>> start
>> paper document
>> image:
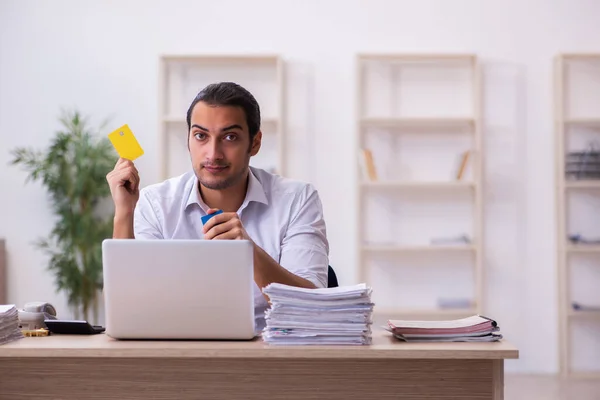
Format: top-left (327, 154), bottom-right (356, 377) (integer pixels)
top-left (387, 315), bottom-right (502, 342)
top-left (262, 283), bottom-right (374, 345)
top-left (0, 304), bottom-right (25, 345)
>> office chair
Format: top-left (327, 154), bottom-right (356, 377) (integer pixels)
top-left (327, 265), bottom-right (339, 287)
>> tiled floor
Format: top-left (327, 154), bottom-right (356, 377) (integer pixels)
top-left (504, 374), bottom-right (600, 400)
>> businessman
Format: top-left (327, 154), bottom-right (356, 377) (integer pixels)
top-left (107, 82), bottom-right (329, 328)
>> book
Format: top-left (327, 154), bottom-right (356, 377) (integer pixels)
top-left (388, 315), bottom-right (502, 342)
top-left (456, 150), bottom-right (471, 181)
top-left (359, 149), bottom-right (377, 181)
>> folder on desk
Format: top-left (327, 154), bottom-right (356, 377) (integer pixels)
top-left (388, 315), bottom-right (502, 342)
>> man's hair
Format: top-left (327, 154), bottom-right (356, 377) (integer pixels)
top-left (187, 82), bottom-right (260, 143)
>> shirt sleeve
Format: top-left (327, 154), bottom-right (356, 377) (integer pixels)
top-left (279, 185), bottom-right (329, 287)
top-left (133, 189), bottom-right (163, 239)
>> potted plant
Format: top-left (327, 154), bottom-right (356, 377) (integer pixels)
top-left (11, 111), bottom-right (117, 320)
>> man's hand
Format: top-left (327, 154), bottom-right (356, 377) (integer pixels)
top-left (203, 208), bottom-right (251, 240)
top-left (106, 158), bottom-right (140, 218)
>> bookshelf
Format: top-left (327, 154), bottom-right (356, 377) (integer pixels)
top-left (554, 54), bottom-right (600, 379)
top-left (158, 54), bottom-right (286, 180)
top-left (356, 54), bottom-right (484, 321)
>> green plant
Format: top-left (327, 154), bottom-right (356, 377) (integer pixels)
top-left (11, 111), bottom-right (117, 319)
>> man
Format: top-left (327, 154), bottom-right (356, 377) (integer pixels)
top-left (107, 82), bottom-right (329, 329)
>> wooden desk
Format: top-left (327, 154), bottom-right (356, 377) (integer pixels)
top-left (0, 331), bottom-right (518, 400)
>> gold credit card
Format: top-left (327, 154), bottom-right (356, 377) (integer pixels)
top-left (108, 124), bottom-right (144, 161)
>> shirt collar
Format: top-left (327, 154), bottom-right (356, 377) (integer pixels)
top-left (185, 168), bottom-right (269, 213)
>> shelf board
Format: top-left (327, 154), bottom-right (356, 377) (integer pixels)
top-left (161, 54), bottom-right (280, 65)
top-left (566, 244), bottom-right (600, 253)
top-left (568, 309), bottom-right (600, 318)
top-left (565, 118), bottom-right (600, 128)
top-left (362, 244), bottom-right (477, 253)
top-left (360, 117), bottom-right (475, 128)
top-left (357, 53), bottom-right (477, 62)
top-left (565, 179), bottom-right (600, 189)
top-left (360, 181), bottom-right (475, 189)
top-left (162, 115), bottom-right (279, 125)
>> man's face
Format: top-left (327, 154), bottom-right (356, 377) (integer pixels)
top-left (188, 101), bottom-right (261, 190)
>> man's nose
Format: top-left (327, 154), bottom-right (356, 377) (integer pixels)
top-left (206, 139), bottom-right (223, 160)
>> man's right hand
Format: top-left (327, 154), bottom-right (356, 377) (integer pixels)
top-left (106, 158), bottom-right (140, 218)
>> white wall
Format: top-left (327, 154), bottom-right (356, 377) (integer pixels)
top-left (0, 0), bottom-right (600, 373)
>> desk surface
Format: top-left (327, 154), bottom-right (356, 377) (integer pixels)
top-left (0, 331), bottom-right (519, 360)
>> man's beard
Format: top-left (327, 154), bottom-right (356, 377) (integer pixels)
top-left (196, 157), bottom-right (250, 190)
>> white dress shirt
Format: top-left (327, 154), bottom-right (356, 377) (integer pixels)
top-left (134, 167), bottom-right (329, 329)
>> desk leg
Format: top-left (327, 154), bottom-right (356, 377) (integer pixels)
top-left (492, 360), bottom-right (504, 400)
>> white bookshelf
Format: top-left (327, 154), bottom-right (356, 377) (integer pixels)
top-left (554, 54), bottom-right (600, 379)
top-left (356, 54), bottom-right (484, 321)
top-left (158, 54), bottom-right (286, 179)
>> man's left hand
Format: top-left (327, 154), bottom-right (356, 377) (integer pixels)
top-left (202, 208), bottom-right (250, 240)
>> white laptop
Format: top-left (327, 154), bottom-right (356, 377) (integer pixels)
top-left (102, 239), bottom-right (256, 340)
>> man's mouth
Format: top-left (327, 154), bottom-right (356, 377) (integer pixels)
top-left (204, 165), bottom-right (227, 174)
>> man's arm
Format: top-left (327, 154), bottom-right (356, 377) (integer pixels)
top-left (113, 213), bottom-right (135, 239)
top-left (254, 244), bottom-right (317, 289)
top-left (203, 186), bottom-right (329, 294)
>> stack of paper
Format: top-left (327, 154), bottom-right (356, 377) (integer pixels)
top-left (0, 305), bottom-right (24, 345)
top-left (262, 283), bottom-right (373, 345)
top-left (388, 315), bottom-right (502, 342)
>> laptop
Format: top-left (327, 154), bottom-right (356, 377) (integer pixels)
top-left (102, 239), bottom-right (257, 340)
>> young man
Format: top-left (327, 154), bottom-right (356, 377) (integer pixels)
top-left (107, 82), bottom-right (329, 328)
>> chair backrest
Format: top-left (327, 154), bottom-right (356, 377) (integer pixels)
top-left (327, 265), bottom-right (339, 287)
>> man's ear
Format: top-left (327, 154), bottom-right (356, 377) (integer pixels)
top-left (250, 131), bottom-right (262, 156)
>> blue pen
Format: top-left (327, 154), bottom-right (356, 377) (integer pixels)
top-left (201, 210), bottom-right (223, 225)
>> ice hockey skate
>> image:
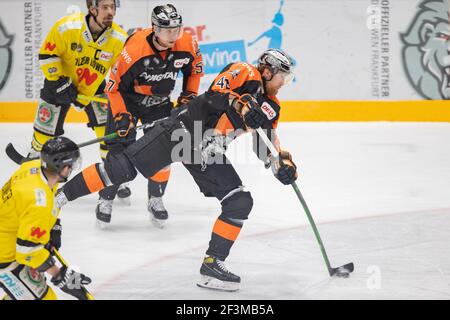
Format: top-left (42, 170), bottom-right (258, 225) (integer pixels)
top-left (197, 256), bottom-right (241, 292)
top-left (147, 197), bottom-right (169, 229)
top-left (95, 197), bottom-right (114, 230)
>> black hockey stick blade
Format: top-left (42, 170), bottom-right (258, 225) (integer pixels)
top-left (5, 142), bottom-right (25, 164)
top-left (328, 262), bottom-right (354, 278)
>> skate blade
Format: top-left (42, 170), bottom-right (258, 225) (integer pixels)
top-left (95, 220), bottom-right (109, 230)
top-left (197, 275), bottom-right (240, 292)
top-left (150, 215), bottom-right (167, 229)
top-left (117, 197), bottom-right (131, 207)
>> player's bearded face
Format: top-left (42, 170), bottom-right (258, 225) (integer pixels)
top-left (265, 71), bottom-right (294, 95)
top-left (97, 0), bottom-right (116, 28)
top-left (155, 27), bottom-right (181, 48)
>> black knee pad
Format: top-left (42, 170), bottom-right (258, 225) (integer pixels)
top-left (222, 191), bottom-right (253, 220)
top-left (104, 152), bottom-right (137, 185)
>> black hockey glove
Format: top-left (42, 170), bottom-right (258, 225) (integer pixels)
top-left (114, 112), bottom-right (134, 138)
top-left (46, 219), bottom-right (62, 252)
top-left (233, 93), bottom-right (267, 129)
top-left (271, 151), bottom-right (298, 185)
top-left (41, 77), bottom-right (78, 107)
top-left (51, 266), bottom-right (92, 300)
top-left (177, 91), bottom-right (197, 107)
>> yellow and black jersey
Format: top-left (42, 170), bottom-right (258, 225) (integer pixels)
top-left (0, 160), bottom-right (59, 268)
top-left (105, 28), bottom-right (204, 115)
top-left (39, 13), bottom-right (128, 105)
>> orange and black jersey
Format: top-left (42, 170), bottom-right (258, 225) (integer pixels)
top-left (105, 29), bottom-right (203, 115)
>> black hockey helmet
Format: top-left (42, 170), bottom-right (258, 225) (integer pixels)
top-left (86, 0), bottom-right (120, 10)
top-left (151, 4), bottom-right (183, 28)
top-left (41, 137), bottom-right (81, 174)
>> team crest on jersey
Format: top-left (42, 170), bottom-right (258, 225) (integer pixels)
top-left (153, 57), bottom-right (161, 64)
top-left (97, 37), bottom-right (108, 46)
top-left (83, 30), bottom-right (91, 42)
top-left (38, 103), bottom-right (53, 124)
top-left (173, 58), bottom-right (189, 69)
top-left (261, 102), bottom-right (277, 120)
top-left (26, 268), bottom-right (44, 284)
top-left (30, 227), bottom-right (47, 239)
top-left (0, 21), bottom-right (14, 90)
top-left (96, 51), bottom-right (114, 61)
top-left (139, 71), bottom-right (178, 82)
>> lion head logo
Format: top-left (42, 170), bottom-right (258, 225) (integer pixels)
top-left (0, 21), bottom-right (14, 90)
top-left (401, 0), bottom-right (450, 100)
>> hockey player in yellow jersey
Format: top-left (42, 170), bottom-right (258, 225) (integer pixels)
top-left (29, 0), bottom-right (128, 166)
top-left (0, 137), bottom-right (91, 300)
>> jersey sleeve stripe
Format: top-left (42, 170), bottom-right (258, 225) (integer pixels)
top-left (58, 21), bottom-right (83, 34)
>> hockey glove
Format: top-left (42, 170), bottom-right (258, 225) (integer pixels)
top-left (177, 91), bottom-right (197, 107)
top-left (114, 112), bottom-right (134, 138)
top-left (271, 151), bottom-right (298, 185)
top-left (46, 219), bottom-right (62, 252)
top-left (91, 93), bottom-right (108, 113)
top-left (41, 77), bottom-right (80, 107)
top-left (233, 93), bottom-right (267, 129)
top-left (51, 266), bottom-right (92, 300)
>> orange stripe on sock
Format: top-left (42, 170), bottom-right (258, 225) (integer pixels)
top-left (150, 167), bottom-right (170, 183)
top-left (82, 164), bottom-right (105, 193)
top-left (213, 219), bottom-right (241, 241)
top-left (216, 113), bottom-right (234, 136)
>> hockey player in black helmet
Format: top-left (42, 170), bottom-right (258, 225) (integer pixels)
top-left (41, 136), bottom-right (81, 182)
top-left (0, 137), bottom-right (91, 300)
top-left (55, 49), bottom-right (297, 291)
top-left (151, 4), bottom-right (183, 50)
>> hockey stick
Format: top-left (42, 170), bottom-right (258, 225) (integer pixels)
top-left (5, 122), bottom-right (156, 165)
top-left (256, 128), bottom-right (354, 278)
top-left (52, 248), bottom-right (94, 300)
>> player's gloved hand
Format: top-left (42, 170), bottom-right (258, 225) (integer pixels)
top-left (177, 91), bottom-right (197, 107)
top-left (46, 219), bottom-right (62, 252)
top-left (265, 150), bottom-right (298, 185)
top-left (51, 266), bottom-right (92, 300)
top-left (41, 76), bottom-right (79, 107)
top-left (233, 93), bottom-right (267, 129)
top-left (114, 112), bottom-right (134, 138)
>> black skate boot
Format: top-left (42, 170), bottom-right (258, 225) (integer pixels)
top-left (95, 197), bottom-right (114, 230)
top-left (197, 256), bottom-right (241, 292)
top-left (147, 197), bottom-right (169, 229)
top-left (117, 183), bottom-right (131, 206)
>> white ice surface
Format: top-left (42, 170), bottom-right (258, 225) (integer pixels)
top-left (0, 122), bottom-right (450, 299)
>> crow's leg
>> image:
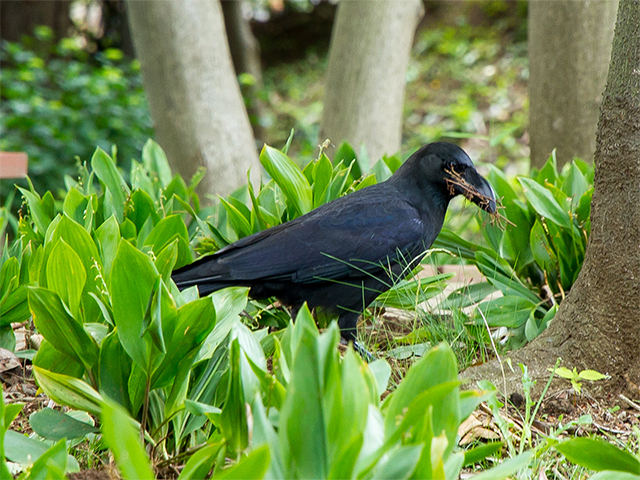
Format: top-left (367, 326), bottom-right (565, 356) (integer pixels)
top-left (338, 312), bottom-right (375, 363)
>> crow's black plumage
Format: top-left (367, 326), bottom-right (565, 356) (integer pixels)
top-left (173, 142), bottom-right (496, 340)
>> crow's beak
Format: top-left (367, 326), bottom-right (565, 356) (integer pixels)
top-left (462, 168), bottom-right (496, 213)
top-left (447, 167), bottom-right (496, 213)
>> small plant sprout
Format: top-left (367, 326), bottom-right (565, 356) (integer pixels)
top-left (549, 367), bottom-right (611, 395)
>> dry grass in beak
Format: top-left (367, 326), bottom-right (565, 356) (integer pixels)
top-left (444, 168), bottom-right (516, 230)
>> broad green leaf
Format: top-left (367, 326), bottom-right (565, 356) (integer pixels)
top-left (280, 330), bottom-right (328, 478)
top-left (260, 145), bottom-right (313, 216)
top-left (144, 215), bottom-right (193, 268)
top-left (18, 187), bottom-right (52, 236)
top-left (178, 442), bottom-right (223, 480)
top-left (33, 339), bottom-right (85, 378)
top-left (33, 367), bottom-right (102, 415)
top-left (142, 139), bottom-right (171, 188)
top-left (518, 177), bottom-right (572, 228)
top-left (0, 285), bottom-right (30, 326)
top-left (385, 345), bottom-right (460, 453)
top-left (554, 438), bottom-right (640, 475)
top-left (62, 188), bottom-right (90, 224)
top-left (130, 160), bottom-right (158, 202)
top-left (375, 273), bottom-right (455, 310)
top-left (101, 400), bottom-right (155, 480)
top-left (109, 241), bottom-right (158, 373)
top-left (95, 215), bottom-right (121, 279)
top-left (312, 154), bottom-right (333, 208)
top-left (152, 297), bottom-right (216, 387)
top-left (436, 282), bottom-right (496, 309)
top-left (373, 445), bottom-right (423, 480)
top-left (220, 339), bottom-right (249, 454)
top-left (536, 152), bottom-right (558, 185)
top-left (99, 331), bottom-right (131, 410)
top-left (464, 442), bottom-right (504, 467)
top-left (212, 445), bottom-right (270, 480)
top-left (29, 408), bottom-right (100, 442)
top-left (47, 239), bottom-right (87, 319)
top-left (589, 470), bottom-right (640, 480)
top-left (578, 370), bottom-right (607, 381)
top-left (474, 295), bottom-right (537, 328)
top-left (4, 430), bottom-right (80, 472)
top-left (29, 287), bottom-right (98, 371)
top-left (562, 162), bottom-right (589, 208)
top-left (220, 197), bottom-right (253, 238)
top-left (125, 190), bottom-right (160, 231)
top-left (91, 147), bottom-right (130, 222)
top-left (472, 450), bottom-right (535, 480)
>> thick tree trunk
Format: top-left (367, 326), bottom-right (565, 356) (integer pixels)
top-left (320, 0), bottom-right (422, 160)
top-left (467, 0), bottom-right (640, 398)
top-left (529, 0), bottom-right (617, 168)
top-left (127, 0), bottom-right (260, 199)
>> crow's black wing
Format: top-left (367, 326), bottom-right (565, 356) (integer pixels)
top-left (174, 187), bottom-right (424, 285)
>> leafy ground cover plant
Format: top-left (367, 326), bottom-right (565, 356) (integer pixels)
top-left (434, 154), bottom-right (593, 348)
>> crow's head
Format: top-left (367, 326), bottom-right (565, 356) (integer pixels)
top-left (394, 142), bottom-right (496, 213)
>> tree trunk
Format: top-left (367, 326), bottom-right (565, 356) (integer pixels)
top-left (0, 0), bottom-right (73, 42)
top-left (320, 0), bottom-right (422, 160)
top-left (467, 0), bottom-right (640, 398)
top-left (529, 0), bottom-right (617, 168)
top-left (127, 0), bottom-right (260, 195)
top-left (221, 0), bottom-right (266, 140)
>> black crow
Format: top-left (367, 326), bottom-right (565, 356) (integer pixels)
top-left (172, 142), bottom-right (496, 341)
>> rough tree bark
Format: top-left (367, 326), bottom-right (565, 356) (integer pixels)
top-left (320, 0), bottom-right (422, 160)
top-left (466, 0), bottom-right (640, 398)
top-left (529, 0), bottom-right (617, 168)
top-left (127, 0), bottom-right (260, 195)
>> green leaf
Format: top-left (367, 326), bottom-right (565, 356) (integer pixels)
top-left (47, 239), bottom-right (87, 319)
top-left (474, 295), bottom-right (537, 328)
top-left (220, 197), bottom-right (253, 238)
top-left (212, 445), bottom-right (270, 480)
top-left (464, 442), bottom-right (504, 467)
top-left (91, 147), bottom-right (130, 222)
top-left (142, 139), bottom-right (172, 188)
top-left (18, 187), bottom-right (52, 236)
top-left (33, 367), bottom-right (102, 415)
top-left (554, 438), bottom-right (640, 475)
top-left (473, 450), bottom-right (535, 480)
top-left (29, 408), bottom-right (100, 442)
top-left (94, 215), bottom-right (121, 279)
top-left (109, 241), bottom-right (158, 373)
top-left (101, 401), bottom-right (155, 480)
top-left (280, 330), bottom-right (328, 478)
top-left (518, 177), bottom-right (572, 228)
top-left (62, 187), bottom-right (90, 224)
top-left (144, 215), bottom-right (193, 268)
top-left (4, 430), bottom-right (80, 472)
top-left (29, 287), bottom-right (98, 371)
top-left (99, 331), bottom-right (132, 410)
top-left (578, 370), bottom-right (607, 382)
top-left (152, 297), bottom-right (216, 388)
top-left (313, 154), bottom-right (333, 208)
top-left (589, 470), bottom-right (640, 480)
top-left (178, 442), bottom-right (223, 480)
top-left (260, 145), bottom-right (313, 216)
top-left (33, 339), bottom-right (85, 378)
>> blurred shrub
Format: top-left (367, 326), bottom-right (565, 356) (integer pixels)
top-left (0, 27), bottom-right (153, 195)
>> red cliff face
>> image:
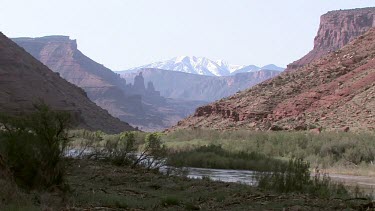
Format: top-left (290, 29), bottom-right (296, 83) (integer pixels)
top-left (172, 19), bottom-right (375, 131)
top-left (13, 36), bottom-right (203, 130)
top-left (0, 33), bottom-right (134, 133)
top-left (287, 7), bottom-right (375, 71)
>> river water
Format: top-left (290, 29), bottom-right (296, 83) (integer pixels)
top-left (161, 167), bottom-right (375, 197)
top-left (66, 150), bottom-right (375, 197)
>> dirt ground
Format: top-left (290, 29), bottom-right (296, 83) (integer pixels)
top-left (23, 160), bottom-right (374, 210)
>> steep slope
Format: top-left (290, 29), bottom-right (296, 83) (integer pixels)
top-left (125, 56), bottom-right (284, 76)
top-left (13, 36), bottom-right (144, 118)
top-left (173, 28), bottom-right (375, 130)
top-left (287, 7), bottom-right (375, 71)
top-left (0, 33), bottom-right (134, 133)
top-left (13, 36), bottom-right (203, 131)
top-left (121, 69), bottom-right (281, 102)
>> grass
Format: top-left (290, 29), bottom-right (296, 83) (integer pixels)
top-left (163, 130), bottom-right (375, 175)
top-left (167, 145), bottom-right (287, 171)
top-left (61, 160), bottom-right (374, 210)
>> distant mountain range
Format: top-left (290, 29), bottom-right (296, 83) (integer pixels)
top-left (120, 68), bottom-right (281, 102)
top-left (124, 56), bottom-right (285, 76)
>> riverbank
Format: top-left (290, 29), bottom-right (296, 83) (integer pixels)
top-left (2, 159), bottom-right (374, 210)
top-left (162, 130), bottom-right (375, 176)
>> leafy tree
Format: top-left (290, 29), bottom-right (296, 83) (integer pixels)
top-left (0, 103), bottom-right (70, 189)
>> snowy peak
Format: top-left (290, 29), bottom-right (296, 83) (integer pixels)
top-left (126, 56), bottom-right (284, 76)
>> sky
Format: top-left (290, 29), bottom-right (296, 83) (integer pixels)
top-left (0, 0), bottom-right (375, 71)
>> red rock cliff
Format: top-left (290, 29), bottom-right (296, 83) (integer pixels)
top-left (287, 7), bottom-right (375, 70)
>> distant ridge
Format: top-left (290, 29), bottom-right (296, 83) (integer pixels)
top-left (123, 56), bottom-right (285, 76)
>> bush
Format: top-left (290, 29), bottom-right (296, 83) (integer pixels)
top-left (0, 103), bottom-right (70, 189)
top-left (255, 158), bottom-right (350, 198)
top-left (133, 133), bottom-right (167, 169)
top-left (167, 145), bottom-right (286, 171)
top-left (104, 132), bottom-right (137, 166)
>> end
__Task goal__. Update the stretch from the line containing "white dress shirt" through the line containing "top-left (492, 360), bottom-right (504, 400)" by putting "table leg" in place of "desk leg". Give only those lines, with nothing else changed.

__Problem solution__.
>> white dress shirt
Format: top-left (327, 154), bottom-right (356, 377) (integer pixels)
top-left (134, 167), bottom-right (329, 329)
>> table leg
Format: top-left (327, 154), bottom-right (356, 377) (integer pixels)
top-left (492, 360), bottom-right (504, 400)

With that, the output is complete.